It wouldn’t be the first time specialists expanded their breadth of expertise out of necessity. Two hundred years ago, scientists were poorly versed in mathematics.
“It became clear that the physicists who were formulating solutions couldn’t run to their mathematician friends every day,” Szalay says. “So to figure out how to solve problems, they had to have an internalized view of mathematics. Now we take that for granted.”
With big data, basic scientists (or, more probably, teams of them) will need to combine domain-specific expertise, statistical skills, and also computer-science chops to ensure that scientifically relevant algorithms run efficiently on multi-billion-field databases across millions of machines in the cloud. He sees scientific discovery in the future hinging on teams of three to five people — the size of an original hunter-gatherer pack, he notes — working their magic on these massive datasets.

======

* [Challenges]
- a) Answer these questions from the passage on big data and scientific expertise:
(i) How long ago were scientists poorly versed in mathematics?
(ii) Who, according to Szalay, could not run to their mathematician friends every day?
(iii) How many people does he expect future discovery teams to have?
- b) Does the passage on big data and scientific expertise support each statement? Answer yes or no, and quote the words that decide it.
(i) Szalay says physicists were able to consult mathematician friends every day.
(ii) Scientists working with big data will need computer-science skills.
(iii) The expected team size is compared to an original hunter-gatherer pack.
- c) Continue the passage on big data and scientific expertise from where it stops.
The listing after this passage is separate material, unrelated to it.

* [Material shown]
======

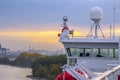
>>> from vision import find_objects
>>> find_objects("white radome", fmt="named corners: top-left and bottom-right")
top-left (90, 7), bottom-right (103, 21)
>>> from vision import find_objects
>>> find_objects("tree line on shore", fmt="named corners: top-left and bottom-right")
top-left (0, 52), bottom-right (66, 80)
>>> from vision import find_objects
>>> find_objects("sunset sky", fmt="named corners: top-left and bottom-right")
top-left (0, 0), bottom-right (120, 50)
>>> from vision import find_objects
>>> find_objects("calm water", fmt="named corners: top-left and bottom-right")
top-left (0, 65), bottom-right (32, 80)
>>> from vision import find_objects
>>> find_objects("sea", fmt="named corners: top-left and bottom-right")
top-left (0, 65), bottom-right (32, 80)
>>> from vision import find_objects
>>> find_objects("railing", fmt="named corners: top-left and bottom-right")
top-left (92, 65), bottom-right (120, 80)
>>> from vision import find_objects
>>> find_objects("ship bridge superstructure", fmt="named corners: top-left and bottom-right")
top-left (58, 7), bottom-right (120, 80)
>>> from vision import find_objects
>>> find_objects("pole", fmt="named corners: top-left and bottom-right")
top-left (113, 7), bottom-right (116, 38)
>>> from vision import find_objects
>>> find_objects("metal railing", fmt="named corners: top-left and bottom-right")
top-left (68, 35), bottom-right (120, 39)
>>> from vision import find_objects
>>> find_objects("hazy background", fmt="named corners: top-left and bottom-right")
top-left (0, 0), bottom-right (120, 50)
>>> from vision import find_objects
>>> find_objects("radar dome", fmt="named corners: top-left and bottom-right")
top-left (90, 7), bottom-right (103, 21)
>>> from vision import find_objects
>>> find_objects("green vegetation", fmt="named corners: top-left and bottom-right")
top-left (15, 52), bottom-right (44, 67)
top-left (0, 52), bottom-right (66, 80)
top-left (0, 57), bottom-right (11, 64)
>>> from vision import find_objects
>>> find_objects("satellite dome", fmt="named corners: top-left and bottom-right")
top-left (90, 7), bottom-right (103, 21)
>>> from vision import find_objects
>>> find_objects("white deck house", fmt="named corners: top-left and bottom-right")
top-left (59, 7), bottom-right (120, 80)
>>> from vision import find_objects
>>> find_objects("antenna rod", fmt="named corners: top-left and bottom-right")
top-left (113, 7), bottom-right (116, 38)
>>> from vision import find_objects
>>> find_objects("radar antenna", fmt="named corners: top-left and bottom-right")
top-left (88, 7), bottom-right (105, 38)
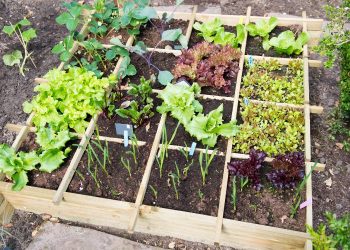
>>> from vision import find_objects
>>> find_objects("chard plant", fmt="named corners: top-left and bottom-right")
top-left (199, 147), bottom-right (217, 186)
top-left (172, 42), bottom-right (241, 93)
top-left (193, 18), bottom-right (246, 48)
top-left (115, 77), bottom-right (154, 127)
top-left (2, 18), bottom-right (37, 76)
top-left (263, 30), bottom-right (309, 55)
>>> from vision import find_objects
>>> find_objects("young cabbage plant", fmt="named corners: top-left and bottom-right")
top-left (115, 77), bottom-right (154, 127)
top-left (2, 18), bottom-right (37, 76)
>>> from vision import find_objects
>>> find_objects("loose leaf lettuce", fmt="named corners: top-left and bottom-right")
top-left (185, 104), bottom-right (238, 147)
top-left (0, 144), bottom-right (39, 191)
top-left (157, 83), bottom-right (203, 124)
top-left (264, 30), bottom-right (309, 55)
top-left (247, 17), bottom-right (278, 37)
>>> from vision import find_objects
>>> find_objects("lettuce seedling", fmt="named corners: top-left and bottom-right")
top-left (115, 77), bottom-right (154, 127)
top-left (247, 17), bottom-right (278, 38)
top-left (0, 144), bottom-right (40, 191)
top-left (2, 18), bottom-right (36, 76)
top-left (193, 18), bottom-right (245, 48)
top-left (263, 30), bottom-right (309, 55)
top-left (227, 148), bottom-right (266, 190)
top-left (157, 83), bottom-right (203, 125)
top-left (185, 104), bottom-right (238, 147)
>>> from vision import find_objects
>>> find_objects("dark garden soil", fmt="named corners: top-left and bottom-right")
top-left (88, 29), bottom-right (130, 44)
top-left (97, 92), bottom-right (162, 144)
top-left (188, 25), bottom-right (236, 48)
top-left (68, 142), bottom-right (150, 202)
top-left (165, 99), bottom-right (233, 152)
top-left (122, 52), bottom-right (176, 89)
top-left (224, 171), bottom-right (306, 231)
top-left (0, 0), bottom-right (67, 143)
top-left (144, 150), bottom-right (225, 216)
top-left (71, 48), bottom-right (119, 77)
top-left (245, 25), bottom-right (302, 58)
top-left (20, 133), bottom-right (79, 190)
top-left (136, 19), bottom-right (189, 49)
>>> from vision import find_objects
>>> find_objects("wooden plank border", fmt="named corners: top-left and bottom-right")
top-left (215, 6), bottom-right (251, 245)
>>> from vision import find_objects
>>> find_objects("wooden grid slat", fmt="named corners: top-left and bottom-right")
top-left (215, 6), bottom-right (251, 244)
top-left (0, 8), bottom-right (324, 249)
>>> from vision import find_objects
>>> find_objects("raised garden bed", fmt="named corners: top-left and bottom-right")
top-left (0, 4), bottom-right (324, 249)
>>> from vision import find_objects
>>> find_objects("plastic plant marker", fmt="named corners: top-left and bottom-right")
top-left (188, 142), bottom-right (197, 156)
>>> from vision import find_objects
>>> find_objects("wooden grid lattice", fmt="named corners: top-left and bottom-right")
top-left (0, 6), bottom-right (325, 249)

======

* [Task responses]
- a)
(i) Two hundred years ago.
(ii) The physicists who were formulating solutions.
(iii) Three to five people.

- b)
(i) No: "the physicists who were formulating solutions couldn’t run to their mathematician friends every day"
(ii) Yes: "and also computer-science chops"
(iii) Yes: "the size of an original hunter-gatherer pack, he notes"

- c)
With time, Szalay says, the software will advance to the point that it assists in the discovery process itself. It could well involve narrowing the focus of analysis down to manageable chunks, he says.
“In life sciences, it may be you have 4,000 mice sequenced, but you can only analyze 100 of them,” Szalay says. “Which 100 do you sequence? Right now, scientists make these choices based on instinct. I think computers will enter this game and help us do a better job.”
Still, there’s going to be room for the human touch.
“I think the Nobel prize-winning discoveries will be made by humans,” Szalay says. “But they’ll be able to focus on the Nobel prize discoveries, and not on the mundane massaging of data 90 percent of the time.”